_Task requirements_:
[1] In one to three sentences, explain why the writer of the excerpt on the Local 509 union election considers the court's comparison between a union election and an election in a social club or condominium association ill conceived.
[2] Please carry the excerpt on the Local 509 union election further, beginning after its final sentence.

:: Excerpted text ::

I also think that the court has failed to consider the increased level of public interest that is implicated in this case where many members of Local 509 were State workers who were employed by the Department of Welfare. As employees of the State, their salaries were paid with State tax dollars. The court’s comparison, therefore, between a union election and an election in a social club or the governing body of a condominium association is particularly ill conceived in this case. Both a social club and a condominium association are purely private organizations created to protect the private entertainment or the private property interests of their members.

If, however, the election was not a public controversy in relation to the public at large, it was certainly a public controversy in relation to the members of Local 509. See Materia v. Huff, supra at 331 (stating that “the plaintiffs status as a public figure is determined in relation to those [union] members, rather than to the community at large”); Walko v. Kean College of N.J., 235 N.J. Super. 139, 152 (1988) (deciding that a college administrator was a public figure within the college community). Indeed, the plaintiff had communicated directly with many of the members of Lo*530cal 509 while campaigning for the presidency. In 1987, the plaintiff spent a total of forty-five days visiting most of the four hundred union work sites throughout the State. She also mailed thousands of campaign postcards to the homes of members of Local 509. Thus, it is clear that the plaintiff enjoyed broad access to channels of communication in her effort to generate support for her campaign. See Gertz v. Robert Welch, Inc., 418 U.S. 323, 345 (1974) (stating that a plaintiff’s access to channels of effective communication is an important consideration in determining whether he is a public figure).

Many other courts have concluded that union officers are limited public figures. See Miller v. Transamerican Press, Inc., 621 F.2d 721, 724 (5th Cir.), S.C., 628 F.2d 932 (5th Cir. 1980), cert. denied, 450 U.S. 1041 (1981) (deciding that high ranking official of Teamsters union was a limited public figure); Guam Fed’n of Teachers, Local 1581 v. Ysrael, 492 F.2d 438, 439 (9th Cir.), cert. denied, 419 U.S. 872 (1974) (noting that officers of a teachers’ union were public figures); Henry v. National Ass’n of Air Traffic Specialists, 836 F. Supp. 1204, 1206 n.3, 1211 n.6 (D. Md. 1993), aff'd without opinion, 34 F.3d 1066 (4th Cir. 1994) (stating that elected union leaders of 1,700-member union were public figures); Batson v. Shiflett, 325 Md. 684, 722, 728 (1992) (plaintiff who was elected president of union local was a public figure); Miles v. Perry, 11 Conn. App. 584, 592 n.7 (1987) (noting that union officers are generally considered public figures for purposes of union business); Lins v. Evening News Ass’n, 129 Mich. App. 419, 432 (1983) (deciding that union officers were limited public figures); City Firefighters Union, Local 28 v. Duci, 104 Misc. 2d 498, 503 n.7 (N.Y. 1976) (concluding that union officers are public figures). See also Hanlon v. Davis, 76 Md. App. 339, 357 (1988) (noting that trial court judge instructed jury that president of union was a public figure).

:::
:: Information given ::

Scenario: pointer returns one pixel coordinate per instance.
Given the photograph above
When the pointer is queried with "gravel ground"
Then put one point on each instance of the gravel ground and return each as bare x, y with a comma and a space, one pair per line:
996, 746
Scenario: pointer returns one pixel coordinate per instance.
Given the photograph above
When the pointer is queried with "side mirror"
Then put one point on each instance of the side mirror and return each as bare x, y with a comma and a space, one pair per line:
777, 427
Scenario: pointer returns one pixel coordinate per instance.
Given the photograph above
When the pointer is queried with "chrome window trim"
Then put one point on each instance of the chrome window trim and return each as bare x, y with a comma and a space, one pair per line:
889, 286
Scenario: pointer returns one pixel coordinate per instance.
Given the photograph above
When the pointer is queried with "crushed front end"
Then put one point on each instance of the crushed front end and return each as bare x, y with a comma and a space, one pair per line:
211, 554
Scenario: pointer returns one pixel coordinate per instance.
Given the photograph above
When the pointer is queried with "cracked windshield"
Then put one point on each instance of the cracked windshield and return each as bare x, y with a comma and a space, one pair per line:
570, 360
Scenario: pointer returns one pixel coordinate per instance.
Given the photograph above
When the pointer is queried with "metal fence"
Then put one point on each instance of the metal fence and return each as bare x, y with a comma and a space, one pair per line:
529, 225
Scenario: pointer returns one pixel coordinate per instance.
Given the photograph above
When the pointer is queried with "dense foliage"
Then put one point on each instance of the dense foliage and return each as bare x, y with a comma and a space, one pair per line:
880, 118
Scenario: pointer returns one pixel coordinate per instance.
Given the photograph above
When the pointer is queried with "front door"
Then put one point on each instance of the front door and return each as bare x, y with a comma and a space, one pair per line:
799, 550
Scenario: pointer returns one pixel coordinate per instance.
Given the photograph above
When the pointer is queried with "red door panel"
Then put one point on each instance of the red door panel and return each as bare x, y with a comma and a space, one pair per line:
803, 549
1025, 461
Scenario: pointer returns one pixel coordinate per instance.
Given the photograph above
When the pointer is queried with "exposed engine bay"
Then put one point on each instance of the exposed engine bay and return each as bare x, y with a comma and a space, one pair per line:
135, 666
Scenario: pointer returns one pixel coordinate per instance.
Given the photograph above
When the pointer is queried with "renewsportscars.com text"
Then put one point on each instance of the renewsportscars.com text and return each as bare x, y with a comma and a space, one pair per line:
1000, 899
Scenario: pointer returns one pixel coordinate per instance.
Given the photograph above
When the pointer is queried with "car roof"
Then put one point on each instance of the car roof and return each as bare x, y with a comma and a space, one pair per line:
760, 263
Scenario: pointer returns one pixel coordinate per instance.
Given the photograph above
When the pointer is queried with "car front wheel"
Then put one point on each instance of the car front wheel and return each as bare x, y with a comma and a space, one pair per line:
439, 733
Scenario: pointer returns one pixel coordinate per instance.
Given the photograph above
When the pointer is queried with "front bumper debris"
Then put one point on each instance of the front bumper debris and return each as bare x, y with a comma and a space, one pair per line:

:::

_Results_:
[1] Many members of Local 509 were State workers employed by the Department of Welfare, so their salaries were paid with State tax dollars, which raised the public interest involved in the case. A social club and a condominium association, by contrast, are purely private organizations created to protect the private entertainment or private property interests of their members.

[2]
The court has placed great emphasis on what it terms as “the defendant’s own admission [that he did not intend] to influence the union election.” Ante at 518. In my opinion, the defendant has done no such thing. He testified that he “was trying to state that [the plaintiff’s] statements during the campaign were ridiculous.” The defendant stated also that the caricatures “were the most absurd pictures that I could think of, and [the plaintiff’s] views were the most absurd I could think of.” In addition, the defendant stated that “[t]he picture was not to be of any sexual nature, except of [the plaintiff] as a political candidate. I wanted to kind of degrade her as a political candidate, but that’s it.” Furthermore, the defendant testified that he was not attempting to discourage people from voting for the plaintiff simply because he believed that they already had decided not to vote for her. Finally, both the plaintiff and other union members recognized that the caricatures were related to the union election. Thus, it is clear to me that the defendant intended to lampoon the plaintiff’s candidacy with his caricatures.

Although the labor-management relations system in Letter Carriers was established by an Executive Order and not the National Labor Relations Act (NLRA), the Supreme Court dismissed the distinction stating that, “the same federal policies favoring uninhibited, robust, and wide-open debate in labor disputes are applicable” in both cases. Old Dominion Branch No. 496, Nat’l Ass’n of Letter Carriers v. Austin, 418 U.S. 264, 277 (1974).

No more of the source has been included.